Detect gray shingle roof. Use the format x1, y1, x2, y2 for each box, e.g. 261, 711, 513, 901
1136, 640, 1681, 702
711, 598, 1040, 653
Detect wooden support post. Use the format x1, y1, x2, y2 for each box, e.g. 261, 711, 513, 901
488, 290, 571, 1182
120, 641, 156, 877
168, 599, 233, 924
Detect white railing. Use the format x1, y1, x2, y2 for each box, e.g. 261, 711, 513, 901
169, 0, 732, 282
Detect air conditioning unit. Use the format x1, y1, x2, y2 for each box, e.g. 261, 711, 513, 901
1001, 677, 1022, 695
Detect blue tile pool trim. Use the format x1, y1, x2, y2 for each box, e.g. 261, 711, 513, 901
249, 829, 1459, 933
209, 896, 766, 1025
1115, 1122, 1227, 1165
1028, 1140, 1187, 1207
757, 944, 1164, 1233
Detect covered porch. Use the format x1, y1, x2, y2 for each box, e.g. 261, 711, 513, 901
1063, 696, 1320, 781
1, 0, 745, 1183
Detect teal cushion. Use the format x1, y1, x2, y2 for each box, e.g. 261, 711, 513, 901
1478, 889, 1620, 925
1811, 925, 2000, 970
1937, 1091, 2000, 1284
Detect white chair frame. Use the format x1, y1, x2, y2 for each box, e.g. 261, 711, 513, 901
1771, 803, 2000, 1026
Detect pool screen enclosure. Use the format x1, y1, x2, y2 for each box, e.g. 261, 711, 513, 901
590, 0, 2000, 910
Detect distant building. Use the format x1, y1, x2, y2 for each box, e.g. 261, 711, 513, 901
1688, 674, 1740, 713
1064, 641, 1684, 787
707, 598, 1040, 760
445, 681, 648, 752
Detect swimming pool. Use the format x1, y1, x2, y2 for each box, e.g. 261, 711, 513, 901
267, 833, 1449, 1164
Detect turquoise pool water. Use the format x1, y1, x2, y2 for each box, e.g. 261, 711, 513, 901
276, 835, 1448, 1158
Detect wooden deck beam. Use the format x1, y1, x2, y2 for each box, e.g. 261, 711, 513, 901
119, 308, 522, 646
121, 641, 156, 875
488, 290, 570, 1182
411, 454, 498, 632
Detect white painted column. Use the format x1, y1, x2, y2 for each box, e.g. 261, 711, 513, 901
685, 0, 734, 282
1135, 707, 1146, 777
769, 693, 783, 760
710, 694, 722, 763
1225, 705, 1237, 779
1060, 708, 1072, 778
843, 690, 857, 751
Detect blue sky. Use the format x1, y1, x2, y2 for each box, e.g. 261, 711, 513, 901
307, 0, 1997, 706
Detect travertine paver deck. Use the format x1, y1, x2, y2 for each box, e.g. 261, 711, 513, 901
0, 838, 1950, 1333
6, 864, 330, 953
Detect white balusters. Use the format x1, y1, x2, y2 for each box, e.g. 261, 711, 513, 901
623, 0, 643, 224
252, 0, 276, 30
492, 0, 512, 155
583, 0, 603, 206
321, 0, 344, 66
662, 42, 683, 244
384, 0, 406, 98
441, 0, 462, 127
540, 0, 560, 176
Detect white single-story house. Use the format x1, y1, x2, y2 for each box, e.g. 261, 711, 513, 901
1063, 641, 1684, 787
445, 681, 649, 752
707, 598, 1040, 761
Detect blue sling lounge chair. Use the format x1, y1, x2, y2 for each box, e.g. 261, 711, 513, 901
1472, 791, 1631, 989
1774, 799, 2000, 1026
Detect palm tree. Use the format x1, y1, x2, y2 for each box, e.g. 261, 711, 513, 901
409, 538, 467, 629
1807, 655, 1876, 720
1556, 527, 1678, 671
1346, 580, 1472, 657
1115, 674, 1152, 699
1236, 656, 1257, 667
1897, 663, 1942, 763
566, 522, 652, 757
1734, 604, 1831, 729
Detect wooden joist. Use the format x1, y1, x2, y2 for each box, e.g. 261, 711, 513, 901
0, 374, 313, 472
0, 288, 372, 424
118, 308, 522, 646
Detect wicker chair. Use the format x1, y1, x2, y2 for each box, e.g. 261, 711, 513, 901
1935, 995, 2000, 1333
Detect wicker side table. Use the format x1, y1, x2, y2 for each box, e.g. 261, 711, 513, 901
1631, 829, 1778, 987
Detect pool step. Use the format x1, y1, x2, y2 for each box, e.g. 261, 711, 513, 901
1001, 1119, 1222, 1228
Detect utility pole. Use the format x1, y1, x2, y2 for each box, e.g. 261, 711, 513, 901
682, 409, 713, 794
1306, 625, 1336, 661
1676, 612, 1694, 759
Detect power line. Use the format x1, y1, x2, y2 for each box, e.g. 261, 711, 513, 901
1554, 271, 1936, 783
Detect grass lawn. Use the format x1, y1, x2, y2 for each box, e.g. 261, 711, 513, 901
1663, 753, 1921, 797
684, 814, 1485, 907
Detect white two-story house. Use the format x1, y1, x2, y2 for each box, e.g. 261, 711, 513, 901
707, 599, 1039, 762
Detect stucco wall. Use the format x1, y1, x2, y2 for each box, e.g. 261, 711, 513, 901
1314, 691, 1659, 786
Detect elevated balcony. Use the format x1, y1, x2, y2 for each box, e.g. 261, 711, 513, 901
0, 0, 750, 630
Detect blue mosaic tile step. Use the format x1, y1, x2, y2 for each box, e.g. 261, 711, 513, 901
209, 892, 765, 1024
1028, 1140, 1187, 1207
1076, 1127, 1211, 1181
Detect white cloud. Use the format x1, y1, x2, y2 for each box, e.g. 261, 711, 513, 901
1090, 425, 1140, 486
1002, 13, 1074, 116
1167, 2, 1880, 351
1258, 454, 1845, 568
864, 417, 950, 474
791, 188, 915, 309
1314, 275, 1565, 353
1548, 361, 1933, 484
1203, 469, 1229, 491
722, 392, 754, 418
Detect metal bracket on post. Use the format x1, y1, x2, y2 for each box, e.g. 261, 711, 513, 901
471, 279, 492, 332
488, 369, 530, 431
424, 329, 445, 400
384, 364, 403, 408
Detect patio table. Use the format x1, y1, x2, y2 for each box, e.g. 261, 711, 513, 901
=====
» **EXERCISE DETAILS**
Make sure every record is repeated exactly.

» **REPLY TO THE TASK**
Detect gray shingle roof. Use the format x1, y1, x2, y2 for each box, e.g. 261, 711, 513, 901
1136, 640, 1681, 702
711, 598, 1040, 653
Detect wooden support post. Use the format x1, y1, x2, y2 for each box, e.g. 261, 711, 513, 901
488, 290, 571, 1182
120, 641, 156, 877
168, 599, 233, 924
Detect white railing. Use the format x1, y1, x2, y2 for each box, e.g. 261, 711, 513, 901
169, 0, 732, 282
Detect air conditioning unit. Use the format x1, y1, x2, y2 for each box, e.g. 261, 711, 513, 901
1001, 677, 1022, 695
Detect blue tile pool trim. Use the format x1, y1, x2, y2 for each box, e.g. 261, 711, 513, 901
249, 829, 1459, 933
209, 896, 766, 1025
1115, 1122, 1227, 1165
1028, 1140, 1187, 1207
757, 944, 1164, 1233
Detect covered porch. Use the format x1, y1, x2, y2 for each box, e.g. 261, 711, 513, 901
1063, 696, 1320, 781
1, 0, 745, 1183
Detect teal cushion. Use the format x1, y1, x2, y2 for each box, e.g. 261, 711, 513, 901
1478, 889, 1620, 925
1811, 925, 2000, 970
1937, 1091, 2000, 1284
Detect white chair frame. Use the format x1, y1, x2, y2 for each box, e.g. 261, 711, 513, 901
1771, 803, 2000, 1026
Detect pool screen enclosure. Use the format x1, y1, x2, y2 for each box, e.g. 261, 711, 513, 901
590, 0, 2000, 910
Detect distant building. Use the format x1, y1, x2, y2 for each box, e.g. 261, 711, 513, 901
1688, 674, 1740, 713
1064, 641, 1684, 787
707, 598, 1040, 760
445, 681, 648, 752
Detect swimming pool. Use the format x1, y1, x2, y2 for each box, e.g. 261, 711, 513, 901
267, 833, 1449, 1164
Detect turquoise pool water. Use the format x1, y1, x2, y2 for each box, e.g. 261, 711, 513, 901
276, 835, 1448, 1158
Detect wooden deck beam. Use the format x1, y1, x2, y2 for each box, e.g. 261, 711, 513, 901
119, 308, 522, 646
121, 641, 156, 875
488, 290, 570, 1182
411, 454, 498, 632
Detect white painted column. Use the format x1, y1, x2, y2 for each box, e.g. 261, 711, 513, 901
685, 0, 734, 282
1135, 707, 1146, 777
769, 693, 783, 760
710, 694, 722, 763
1225, 705, 1237, 779
1060, 708, 1072, 778
843, 690, 857, 751
Detect blue sky. Use the format x1, y1, x2, y2 for each box, e.g. 261, 711, 513, 901
307, 0, 1997, 706
Detect travertine paver deck. Use the format x1, y1, x2, y2 for each box, e.g. 261, 711, 513, 901
0, 838, 1950, 1333
6, 864, 330, 953
Detect white balusters. Use the format x1, y1, x2, y2 for each box, e.g. 261, 711, 513, 901
623, 0, 643, 224
252, 0, 276, 30
492, 0, 512, 155
583, 0, 603, 206
321, 0, 344, 66
662, 42, 683, 244
384, 0, 406, 98
441, 0, 462, 127
540, 0, 560, 176
Detect white single-story house. Use the format x1, y1, x2, y2 for each box, e.g. 261, 711, 513, 901
1063, 641, 1684, 787
445, 681, 649, 752
707, 598, 1040, 761
Detect blue sling lounge chair. Use the format x1, y1, x2, y2 for each box, e.g. 261, 711, 513, 901
1472, 791, 1631, 989
1774, 799, 2000, 1026
Detect palm tree. Use the format x1, y1, x2, y2 for each box, e.g. 261, 711, 513, 901
409, 538, 467, 629
1807, 655, 1876, 720
1556, 527, 1678, 671
1346, 580, 1472, 657
1115, 674, 1152, 699
1236, 656, 1257, 667
1897, 663, 1942, 763
566, 522, 652, 757
1734, 604, 1831, 729
Detect wooden joist. Use the format x1, y1, x2, y2 for each box, e.g. 261, 711, 513, 901
0, 374, 313, 472
0, 288, 372, 424
118, 308, 522, 646
Detect wicker chair. Use the format x1, y1, x2, y2 for each box, e.g. 261, 711, 513, 901
1935, 995, 2000, 1333
Detect wicker side table. Use the format x1, y1, x2, y2 for each box, e.g. 261, 711, 513, 901
1631, 829, 1778, 987
Detect pool step. Use the format x1, y1, x2, y2 for each box, e.g. 261, 711, 513, 901
1001, 1119, 1222, 1228
Detect utility pole. Use the format x1, y1, x2, y2 for each box, e.g. 261, 711, 513, 901
682, 409, 713, 794
1306, 625, 1336, 661
1676, 612, 1694, 759
Detect power line. Use the format x1, y1, x2, y2 for each box, e.g. 261, 711, 513, 901
1554, 271, 1936, 783
Detect grass lawn. Use the format x1, y1, x2, y2 for each box, e.g. 261, 711, 513, 901
1663, 753, 1921, 797
684, 814, 1485, 907
Detect white two-story house. Use the format x1, y1, x2, y2 for each box, e.g. 261, 711, 513, 901
707, 599, 1039, 762
Detect stucco wall. Use the format x1, y1, x2, y2 for each box, e.g. 261, 711, 513, 901
1314, 691, 1659, 786
Detect elevated balcony. Use the format x1, y1, x2, y2 for each box, e.g. 261, 711, 513, 901
0, 0, 750, 630
Detect blue mosaic tile step. Use the format x1, y1, x2, y2 for each box, e.g. 261, 711, 513, 901
209, 892, 765, 1024
1028, 1140, 1187, 1207
1076, 1127, 1211, 1181
Detect white cloud. Use the format x1, y1, x2, y2 for each box, e.g. 261, 711, 513, 901
1090, 425, 1140, 486
1002, 13, 1074, 116
1167, 2, 1880, 351
1258, 454, 1845, 568
864, 417, 950, 474
791, 188, 915, 309
1314, 275, 1565, 353
1548, 361, 1933, 484
1203, 469, 1229, 491
722, 392, 754, 418
Detect metal bracket on post. Use the format x1, y1, x2, y2 for each box, e.g. 261, 711, 513, 901
471, 279, 492, 332
488, 369, 530, 431
424, 329, 445, 400
384, 364, 403, 408
Detect patio table. Use the format x1, y1, x2, y2 for each box, e.g. 261, 711, 513, 901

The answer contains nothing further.